== Excerpted text ==

•••

Madaru moto - motorbike adventures in South America  

 After a week I found out Javier and Sandra were closing Dakar Motos during the low season for their annual holidays, and I had to find alternative accommodation. Consulting the oracle of Google, I found suitable lodgings not far away at the Hotel Munro. I walked there to see if I could book a room for 3 or 4 days. Along the way I passed this building, whose sign reads "Peronist Doctrine Centre":


The area was semi-industrial, and there was a protest happening outside a factory:


Later  I had arranged to meet a friend for dinner at a Restaurant in Belgrano called "Big Mamma"; I caught the train, even though the ticket office was closed.


It was peak hour, and pretty crushed


Saw some nice looking chocolates while walking to "Big Mamma". 


On the way back the same coaches were as empty as a ghost train


In the mornings my only company was Sandra's pet cat, who liked crawling all over my stuff.

•••

== Stored data ==
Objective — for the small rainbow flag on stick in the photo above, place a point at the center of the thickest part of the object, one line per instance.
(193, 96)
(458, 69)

•••

Using the motorbike travel post above, explain in one to three sentences why the writer needed to find other lodgings.

Javier and Sandra were closing Dakar Motos during the low season for their annual holidays, so the writer had to find alternative accommodation. The writer found the Hotel Munro nearby and walked there to book a room for 3 or 4 days.